The heavy rains associated with the December 31 storm quickly saturated the soils, preventing water from penetrating the soil surface. The increased runoff led to flash flooding in low-lying urban areas around Sacramento, San Francisco, and San Jose. Flash flooding was reported as far south as Los Angeles County. Multiple furrow breaches along the Cosumnes River led to major river flooding outside of Sacramento. Authorities were forced to close State Highway 99 due to flooding and numerous cars were stranded along the highway.

Ground conditions did not improve between the December 31 and January 4 storms. Soils throughout California remained saturated, which prevented additional infiltration. There is a high risk of landslides in the more mountainous regions of California, especially in areas of recent wildfire activity. Recently burned areas lack plant life, which helps increase soil cohesion. People living downslope of recent burn scars should monitor landslide activity. According to initial damage reports, mudslides are responsible for road closures and damage on State Highway 1. Heavy rainfall is responsible for road closures due to mudslides in Matilijas Canyon near the 2017 Thomas Fire site.

ENTRIES SUPPLIED:
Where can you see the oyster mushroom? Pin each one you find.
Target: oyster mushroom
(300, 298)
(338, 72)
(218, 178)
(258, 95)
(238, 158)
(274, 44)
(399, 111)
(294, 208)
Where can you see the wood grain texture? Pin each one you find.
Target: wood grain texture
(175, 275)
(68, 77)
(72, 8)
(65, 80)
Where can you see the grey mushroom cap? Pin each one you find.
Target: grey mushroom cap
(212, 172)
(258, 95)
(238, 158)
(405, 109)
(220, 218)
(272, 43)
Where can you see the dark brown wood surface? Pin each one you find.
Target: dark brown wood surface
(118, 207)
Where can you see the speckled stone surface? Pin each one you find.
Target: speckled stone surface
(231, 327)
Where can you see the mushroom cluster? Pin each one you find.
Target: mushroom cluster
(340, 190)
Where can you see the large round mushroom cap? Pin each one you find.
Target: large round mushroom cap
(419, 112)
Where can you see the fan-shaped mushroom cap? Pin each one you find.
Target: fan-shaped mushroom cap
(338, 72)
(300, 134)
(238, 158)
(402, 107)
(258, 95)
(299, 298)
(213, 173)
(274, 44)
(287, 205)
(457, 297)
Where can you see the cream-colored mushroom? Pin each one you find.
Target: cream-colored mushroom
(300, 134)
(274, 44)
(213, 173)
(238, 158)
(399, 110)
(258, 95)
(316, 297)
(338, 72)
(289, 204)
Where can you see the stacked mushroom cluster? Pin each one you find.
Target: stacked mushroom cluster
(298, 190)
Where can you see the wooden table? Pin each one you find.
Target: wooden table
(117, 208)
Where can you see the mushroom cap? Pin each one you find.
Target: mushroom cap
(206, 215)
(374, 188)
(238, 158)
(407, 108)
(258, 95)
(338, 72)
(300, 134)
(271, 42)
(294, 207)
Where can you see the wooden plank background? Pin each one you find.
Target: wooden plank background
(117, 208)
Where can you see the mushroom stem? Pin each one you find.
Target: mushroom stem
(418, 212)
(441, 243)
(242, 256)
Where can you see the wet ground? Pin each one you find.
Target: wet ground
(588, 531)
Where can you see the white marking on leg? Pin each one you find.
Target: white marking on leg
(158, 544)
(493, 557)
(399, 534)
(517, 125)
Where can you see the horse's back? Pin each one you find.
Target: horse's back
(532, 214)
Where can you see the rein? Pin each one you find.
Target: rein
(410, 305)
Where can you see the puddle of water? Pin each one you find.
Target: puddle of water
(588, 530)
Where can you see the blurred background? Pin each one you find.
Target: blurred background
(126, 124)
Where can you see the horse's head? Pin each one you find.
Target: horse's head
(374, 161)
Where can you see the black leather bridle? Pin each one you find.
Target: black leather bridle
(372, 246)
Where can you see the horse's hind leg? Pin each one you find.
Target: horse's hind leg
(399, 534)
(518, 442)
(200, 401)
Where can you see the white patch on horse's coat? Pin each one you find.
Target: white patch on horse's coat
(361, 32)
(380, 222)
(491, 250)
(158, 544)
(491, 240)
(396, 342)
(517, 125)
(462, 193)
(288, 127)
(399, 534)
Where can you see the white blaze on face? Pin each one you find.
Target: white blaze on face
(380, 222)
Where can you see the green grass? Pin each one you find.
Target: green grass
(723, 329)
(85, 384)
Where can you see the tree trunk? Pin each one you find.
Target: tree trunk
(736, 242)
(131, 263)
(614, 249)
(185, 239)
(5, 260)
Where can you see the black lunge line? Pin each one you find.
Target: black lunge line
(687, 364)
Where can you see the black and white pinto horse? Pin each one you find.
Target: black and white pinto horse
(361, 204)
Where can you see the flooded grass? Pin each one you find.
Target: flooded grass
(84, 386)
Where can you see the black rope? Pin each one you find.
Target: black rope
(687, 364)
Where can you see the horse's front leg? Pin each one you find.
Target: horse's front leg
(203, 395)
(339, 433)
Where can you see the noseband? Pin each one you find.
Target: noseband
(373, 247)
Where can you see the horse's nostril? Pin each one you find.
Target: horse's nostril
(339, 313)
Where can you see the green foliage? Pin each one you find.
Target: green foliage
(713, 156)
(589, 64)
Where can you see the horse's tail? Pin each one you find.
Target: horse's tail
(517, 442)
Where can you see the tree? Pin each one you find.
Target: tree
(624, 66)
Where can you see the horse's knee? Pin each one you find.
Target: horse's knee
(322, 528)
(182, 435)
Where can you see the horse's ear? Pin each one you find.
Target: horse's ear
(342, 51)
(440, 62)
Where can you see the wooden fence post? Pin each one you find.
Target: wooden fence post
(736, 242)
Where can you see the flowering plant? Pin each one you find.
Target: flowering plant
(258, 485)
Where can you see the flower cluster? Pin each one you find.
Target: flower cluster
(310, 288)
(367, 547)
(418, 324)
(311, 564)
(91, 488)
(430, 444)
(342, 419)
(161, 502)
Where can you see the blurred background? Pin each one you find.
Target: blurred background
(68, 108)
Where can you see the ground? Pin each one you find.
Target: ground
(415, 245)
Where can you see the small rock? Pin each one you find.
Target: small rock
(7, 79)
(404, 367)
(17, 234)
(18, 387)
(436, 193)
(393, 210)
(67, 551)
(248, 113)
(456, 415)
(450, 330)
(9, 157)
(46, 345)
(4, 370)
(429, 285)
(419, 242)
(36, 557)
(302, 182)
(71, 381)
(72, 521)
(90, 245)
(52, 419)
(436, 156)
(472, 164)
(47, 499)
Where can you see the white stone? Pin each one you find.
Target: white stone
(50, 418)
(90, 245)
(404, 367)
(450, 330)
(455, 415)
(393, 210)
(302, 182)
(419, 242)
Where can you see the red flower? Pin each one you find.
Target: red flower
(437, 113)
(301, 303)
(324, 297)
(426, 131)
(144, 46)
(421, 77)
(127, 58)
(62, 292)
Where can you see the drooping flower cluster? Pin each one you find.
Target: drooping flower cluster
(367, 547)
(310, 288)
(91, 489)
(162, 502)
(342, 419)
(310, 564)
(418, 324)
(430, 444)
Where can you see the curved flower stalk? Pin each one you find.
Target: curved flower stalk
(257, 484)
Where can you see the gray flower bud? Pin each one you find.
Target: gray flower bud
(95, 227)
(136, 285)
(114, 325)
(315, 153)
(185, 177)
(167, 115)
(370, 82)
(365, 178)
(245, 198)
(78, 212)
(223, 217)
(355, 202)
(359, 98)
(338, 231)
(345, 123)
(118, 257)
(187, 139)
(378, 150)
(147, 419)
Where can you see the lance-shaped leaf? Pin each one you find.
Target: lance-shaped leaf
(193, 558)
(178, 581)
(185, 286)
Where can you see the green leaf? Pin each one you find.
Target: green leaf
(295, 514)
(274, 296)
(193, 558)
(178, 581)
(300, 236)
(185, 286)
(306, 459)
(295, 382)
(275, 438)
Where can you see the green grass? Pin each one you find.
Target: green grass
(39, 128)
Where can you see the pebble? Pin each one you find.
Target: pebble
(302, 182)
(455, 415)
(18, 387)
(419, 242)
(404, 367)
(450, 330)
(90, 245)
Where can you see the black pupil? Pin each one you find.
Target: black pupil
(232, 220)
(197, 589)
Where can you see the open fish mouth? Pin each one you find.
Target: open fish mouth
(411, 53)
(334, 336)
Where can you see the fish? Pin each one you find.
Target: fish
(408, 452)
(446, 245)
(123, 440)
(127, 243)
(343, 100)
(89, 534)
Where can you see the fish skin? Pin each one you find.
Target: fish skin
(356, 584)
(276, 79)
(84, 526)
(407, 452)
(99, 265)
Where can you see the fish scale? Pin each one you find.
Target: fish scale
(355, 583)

PROMPT: Reproduce verbatim the stretch of the California storm passage from "The heavy rains" through "along the highway.".

FINISHED ANSWER:
The heavy rains associated with the December 31 storm quickly saturated the soils, preventing water from penetrating the soil surface. The increased runoff led to flash flooding in low-lying urban areas around Sacramento, San Francisco, and San Jose. Flash flooding was reported as far south as Los Angeles County. Multiple furrow breaches along the Cosumnes River led to major river flooding outside of Sacramento. Authorities were forced to close State Highway 99 due to flooding and numerous cars were stranded along the highway.